## WHAT THE TASK REQUIRES
Output each entry that follows exactly. Images stay out.

## MATERIAL FOR THE TASK
......
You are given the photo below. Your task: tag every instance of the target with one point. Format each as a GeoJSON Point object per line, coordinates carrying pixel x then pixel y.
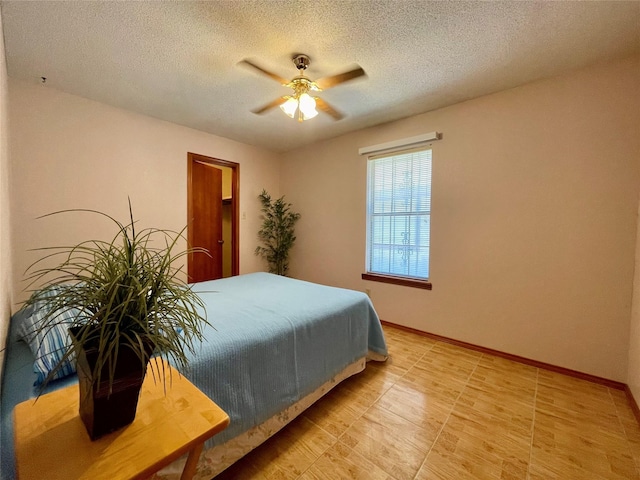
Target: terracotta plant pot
{"type": "Point", "coordinates": [103, 409]}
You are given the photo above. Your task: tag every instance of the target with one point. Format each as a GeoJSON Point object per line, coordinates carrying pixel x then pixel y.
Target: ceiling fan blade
{"type": "Point", "coordinates": [326, 108]}
{"type": "Point", "coordinates": [277, 102]}
{"type": "Point", "coordinates": [277, 78]}
{"type": "Point", "coordinates": [334, 80]}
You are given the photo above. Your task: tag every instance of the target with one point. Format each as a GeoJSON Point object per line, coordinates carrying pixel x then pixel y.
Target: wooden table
{"type": "Point", "coordinates": [51, 441]}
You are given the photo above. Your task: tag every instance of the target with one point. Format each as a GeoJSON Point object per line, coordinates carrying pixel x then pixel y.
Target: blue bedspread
{"type": "Point", "coordinates": [276, 340]}
{"type": "Point", "coordinates": [273, 340]}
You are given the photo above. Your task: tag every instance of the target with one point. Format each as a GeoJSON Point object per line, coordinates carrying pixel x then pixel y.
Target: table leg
{"type": "Point", "coordinates": [192, 462]}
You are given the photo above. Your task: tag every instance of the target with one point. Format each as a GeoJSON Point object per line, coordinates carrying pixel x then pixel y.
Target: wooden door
{"type": "Point", "coordinates": [205, 222]}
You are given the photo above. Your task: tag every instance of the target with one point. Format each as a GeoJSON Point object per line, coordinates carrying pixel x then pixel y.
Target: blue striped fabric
{"type": "Point", "coordinates": [273, 340]}
{"type": "Point", "coordinates": [49, 344]}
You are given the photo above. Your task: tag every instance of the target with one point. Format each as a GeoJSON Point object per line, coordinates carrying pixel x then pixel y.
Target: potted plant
{"type": "Point", "coordinates": [277, 233]}
{"type": "Point", "coordinates": [123, 301]}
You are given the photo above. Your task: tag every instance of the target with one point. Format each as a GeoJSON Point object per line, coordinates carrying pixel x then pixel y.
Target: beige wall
{"type": "Point", "coordinates": [69, 152]}
{"type": "Point", "coordinates": [535, 193]}
{"type": "Point", "coordinates": [6, 264]}
{"type": "Point", "coordinates": [633, 377]}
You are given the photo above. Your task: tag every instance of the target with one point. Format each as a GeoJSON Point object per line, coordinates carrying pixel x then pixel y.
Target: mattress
{"type": "Point", "coordinates": [274, 344]}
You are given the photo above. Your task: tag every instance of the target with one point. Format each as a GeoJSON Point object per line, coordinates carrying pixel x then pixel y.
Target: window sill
{"type": "Point", "coordinates": [406, 282]}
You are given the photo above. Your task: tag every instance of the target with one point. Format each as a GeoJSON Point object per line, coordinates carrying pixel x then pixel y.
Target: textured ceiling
{"type": "Point", "coordinates": [178, 61]}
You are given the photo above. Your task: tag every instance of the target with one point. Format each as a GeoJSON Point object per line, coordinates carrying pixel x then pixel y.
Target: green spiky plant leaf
{"type": "Point", "coordinates": [128, 291]}
{"type": "Point", "coordinates": [277, 233]}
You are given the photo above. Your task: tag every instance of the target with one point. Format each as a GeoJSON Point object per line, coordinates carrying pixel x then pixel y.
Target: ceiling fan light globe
{"type": "Point", "coordinates": [289, 107]}
{"type": "Point", "coordinates": [308, 106]}
{"type": "Point", "coordinates": [309, 114]}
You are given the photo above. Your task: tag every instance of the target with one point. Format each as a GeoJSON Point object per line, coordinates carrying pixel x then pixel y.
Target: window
{"type": "Point", "coordinates": [399, 216]}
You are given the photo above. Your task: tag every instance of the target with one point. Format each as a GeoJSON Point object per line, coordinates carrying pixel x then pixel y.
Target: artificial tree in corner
{"type": "Point", "coordinates": [123, 301]}
{"type": "Point", "coordinates": [277, 233]}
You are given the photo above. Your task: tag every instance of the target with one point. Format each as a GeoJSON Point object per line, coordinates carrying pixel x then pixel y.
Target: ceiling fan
{"type": "Point", "coordinates": [300, 101]}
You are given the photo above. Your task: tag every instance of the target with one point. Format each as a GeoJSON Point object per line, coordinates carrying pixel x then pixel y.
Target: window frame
{"type": "Point", "coordinates": [403, 280]}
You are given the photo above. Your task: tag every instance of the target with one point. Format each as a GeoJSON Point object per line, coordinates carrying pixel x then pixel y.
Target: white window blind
{"type": "Point", "coordinates": [399, 213]}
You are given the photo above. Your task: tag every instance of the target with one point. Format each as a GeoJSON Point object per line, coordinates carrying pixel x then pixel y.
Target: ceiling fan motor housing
{"type": "Point", "coordinates": [301, 61]}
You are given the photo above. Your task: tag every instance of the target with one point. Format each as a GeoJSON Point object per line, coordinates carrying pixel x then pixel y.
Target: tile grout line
{"type": "Point", "coordinates": [444, 424]}
{"type": "Point", "coordinates": [624, 431]}
{"type": "Point", "coordinates": [533, 424]}
{"type": "Point", "coordinates": [363, 413]}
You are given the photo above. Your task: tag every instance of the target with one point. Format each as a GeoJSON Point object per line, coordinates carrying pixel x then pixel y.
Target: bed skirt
{"type": "Point", "coordinates": [216, 459]}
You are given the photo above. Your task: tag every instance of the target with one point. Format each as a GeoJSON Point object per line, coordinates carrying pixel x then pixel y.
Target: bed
{"type": "Point", "coordinates": [276, 345]}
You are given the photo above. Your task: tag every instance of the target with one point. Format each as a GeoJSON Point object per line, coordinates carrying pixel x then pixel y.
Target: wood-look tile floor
{"type": "Point", "coordinates": [437, 411]}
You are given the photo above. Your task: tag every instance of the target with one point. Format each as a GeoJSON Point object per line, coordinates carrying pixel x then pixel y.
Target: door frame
{"type": "Point", "coordinates": [235, 216]}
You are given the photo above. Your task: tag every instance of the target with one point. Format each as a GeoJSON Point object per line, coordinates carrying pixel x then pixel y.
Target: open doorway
{"type": "Point", "coordinates": [212, 217]}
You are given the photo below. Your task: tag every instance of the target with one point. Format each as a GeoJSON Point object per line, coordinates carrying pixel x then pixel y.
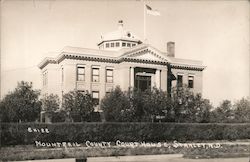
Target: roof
{"type": "Point", "coordinates": [119, 34]}
{"type": "Point", "coordinates": [140, 53]}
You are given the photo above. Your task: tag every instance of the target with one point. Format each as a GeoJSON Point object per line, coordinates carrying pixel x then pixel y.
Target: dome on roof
{"type": "Point", "coordinates": [120, 35]}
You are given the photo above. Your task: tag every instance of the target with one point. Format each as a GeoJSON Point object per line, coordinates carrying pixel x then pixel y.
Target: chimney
{"type": "Point", "coordinates": [170, 49]}
{"type": "Point", "coordinates": [120, 24]}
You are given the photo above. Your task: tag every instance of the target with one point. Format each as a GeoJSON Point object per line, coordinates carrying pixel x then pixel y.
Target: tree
......
## RESPONSE TO THE EXERCISE
You are given the photo below. Your task: tag every instance of the target with one point. Format each as a GeoJSON Point object per line, coordinates carrying pixel x then pixel y.
Target: terracotta plant pot
{"type": "Point", "coordinates": [103, 409]}
You are given the photo above. Your task: tag every instance of the target with one point. Format each as a GeoJSON Point object per line, coordinates carrying pixel x then pixel y.
Target: ceiling fan blade
{"type": "Point", "coordinates": [326, 108]}
{"type": "Point", "coordinates": [277, 102]}
{"type": "Point", "coordinates": [277, 78]}
{"type": "Point", "coordinates": [334, 80]}
You are given the photo above. Your task: tag every instance of the target with one point. Format each as a GeoJSON Point object per line, coordinates carrying pixel x then pixel y.
Target: wooden table
{"type": "Point", "coordinates": [51, 441]}
You are given the photo above. Your task: tag every instance of the target with one point. Format each as a GeoJSON Point object per line, coordinates carrying pixel x then pixel y.
Target: blue bedspread
{"type": "Point", "coordinates": [276, 340]}
{"type": "Point", "coordinates": [273, 340]}
You are given the photo above. Your task: tag every instance of the target with one point. Format each as a GeoJSON Point object per line, coordinates carrying pixel x then pixel y.
Target: table leg
{"type": "Point", "coordinates": [192, 462]}
You are given the photo above. Your task: tag every instance of the target with one point. Format each as a GeoJSON Point object per line, coordinates carrying pixel x then pixel y.
Target: wooden door
{"type": "Point", "coordinates": [205, 222]}
You are given the photo above. Your task: tag every instance of the target with one point. Format each as a GeoJSON Point object per line, coordinates carrying pixel x then pixel y.
Target: blue striped fabric
{"type": "Point", "coordinates": [273, 340]}
{"type": "Point", "coordinates": [49, 344]}
You are given the photo above. Your task: tag every instance of the target with one point. Format each as a GeoJSON Point object per line, coordinates carrying pixel x then pixel y.
Target: potted plant
{"type": "Point", "coordinates": [277, 233]}
{"type": "Point", "coordinates": [123, 301]}
You are given the photo above. Your task: tag every instance of the target with one point. Format each as a GeoJSON Point object per line, coordinates carrying pixel x then pixel y.
Target: beige wall
{"type": "Point", "coordinates": [69, 152]}
{"type": "Point", "coordinates": [535, 193]}
{"type": "Point", "coordinates": [6, 264]}
{"type": "Point", "coordinates": [633, 377]}
You are given the photo above. Your task: tag every instance of the target with one point. Format each as a GeoJSON Point object per line, coordinates carrying pixel x then pixel y.
Target: mattress
{"type": "Point", "coordinates": [274, 344]}
You are given the photo above. Your task: tag every instance of the target with one point. Format each as a GeoJSON Point object per line, coordinates carrying pixel x then pixel y.
Target: window sill
{"type": "Point", "coordinates": [406, 282]}
You are given the photo above. Your task: tag every instance of the target with one point. Format each as a GeoJSON Point object per line, coordinates carrying pixel x then pixel y.
Target: textured ceiling
{"type": "Point", "coordinates": [178, 61]}
You are given the photo above. Your task: tag every instance of the target with one point. Format each as a GeoJSON Point object per line, coordinates carrying pixel x then pixel y.
Target: green spiky plant leaf
{"type": "Point", "coordinates": [128, 291]}
{"type": "Point", "coordinates": [277, 233]}
You are given the photo above. Your task: tag every instance of the target with one point. Format each as a GeoJSON Point object per line, coordinates carrying pixel x then pixel y.
Target: ceiling fan light globe
{"type": "Point", "coordinates": [289, 107]}
{"type": "Point", "coordinates": [308, 106]}
{"type": "Point", "coordinates": [309, 114]}
You are given the photo above. Your task: tag every instance of the target with one point. Format each as a GeoJSON Point object per line, coordinates carrying pixel x then pixel y.
Target: window
{"type": "Point", "coordinates": [399, 216]}
You are given the photo above. Your task: tag every instance of the target with one point. Format each as a GeoJSON Point object per line, coordinates carrying pixel x then pixel y.
Target: artificial tree in corner
{"type": "Point", "coordinates": [123, 301]}
{"type": "Point", "coordinates": [277, 233]}
You are given the photo above. Your task: tag every instance of the target with one point. Format each as a GeoJSON Point object per line, coordinates carrying pixel x then pixel y.
Target: ceiling fan
{"type": "Point", "coordinates": [300, 101]}
You are given the photo above. Your task: tag every instance of the target with one point. Format each as a GeoJSON Point object per line, coordinates carrying pixel x then pixel y.
Target: window frame
{"type": "Point", "coordinates": [403, 280]}
You are given the photo above. Your task: tag every instance of the target with one point. Format each as a GeoJSON Point object per line, coordinates carrying pixel x then pixel y.
Target: white window blind
{"type": "Point", "coordinates": [399, 213]}
You are given the photo above. Your task: tag every instance of the target with one point. Format each as a GeoJSON Point object per line, coordinates carrying pixel x then pixel y.
Target: ceiling fan motor housing
{"type": "Point", "coordinates": [301, 61]}
You are given the photo above. Your task: tag every instance of the target with one point. Format each as a GeoJSON Point object per line, coordinates carrying pixel x then pixel y.
Target: tile grout line
{"type": "Point", "coordinates": [444, 424]}
{"type": "Point", "coordinates": [624, 431]}
{"type": "Point", "coordinates": [533, 424]}
{"type": "Point", "coordinates": [363, 413]}
You are given the photo above. Your task: tag every instance of the target with one point. Format each as a GeoJSON Point object per line, coordinates carrying pixel x then pixel y.
Target: bed skirt
{"type": "Point", "coordinates": [216, 459]}
You are given the photo above. Your task: tag every instance of the target with one point. Format each as a GeoJSON Point object per line, coordinates carrying pixel x then pixel y.
Target: bed
{"type": "Point", "coordinates": [276, 345]}
You are given the photo above. Your task: tag every instance of the target with one point. Format each as a GeoJSON Point object per line, coordinates carrying pixel x then pixel y.
Target: wood-look tile floor
{"type": "Point", "coordinates": [437, 411]}
You are given the photo above. Your task: tag every instance of the target with one point. Format each as a GeoJSON Point object per line, coordinates carrying pixel x then pixel y.
Target: door frame
{"type": "Point", "coordinates": [235, 216]}
You are given the photo above. Your task: tag every instance of the target with one point. Format each as a GeoJSON Point object per line, coordinates carrying pixel x then pixel y.
Target: open doorway
{"type": "Point", "coordinates": [212, 217]}
You are given the photo below. Your task: tag every instance of the target with one point. Format each as a GeoJSON Point object per line, coordinates carrying pixel x then pixel y.
Target: roof
{"type": "Point", "coordinates": [119, 34]}
{"type": "Point", "coordinates": [140, 53]}
You are given the photo above. Your task: tag every instance of the target with one point. Format each as a GeoJSON Point object per line, coordinates carrying pixel x then pixel y.
Target: dome on roof
{"type": "Point", "coordinates": [120, 35]}
You are given the photo above. Your task: tag every instance of the target with one point. Format each as a GeoJSON Point object per line, coordinates carrying pixel x then pixel y.
Target: chimney
{"type": "Point", "coordinates": [170, 49]}
{"type": "Point", "coordinates": [120, 24]}
You are given the photo above. Your task: tag every instance of the target with one point. Format each as a GeoJSON Point object per line, coordinates carrying pixel x then pixel y.
Target: tree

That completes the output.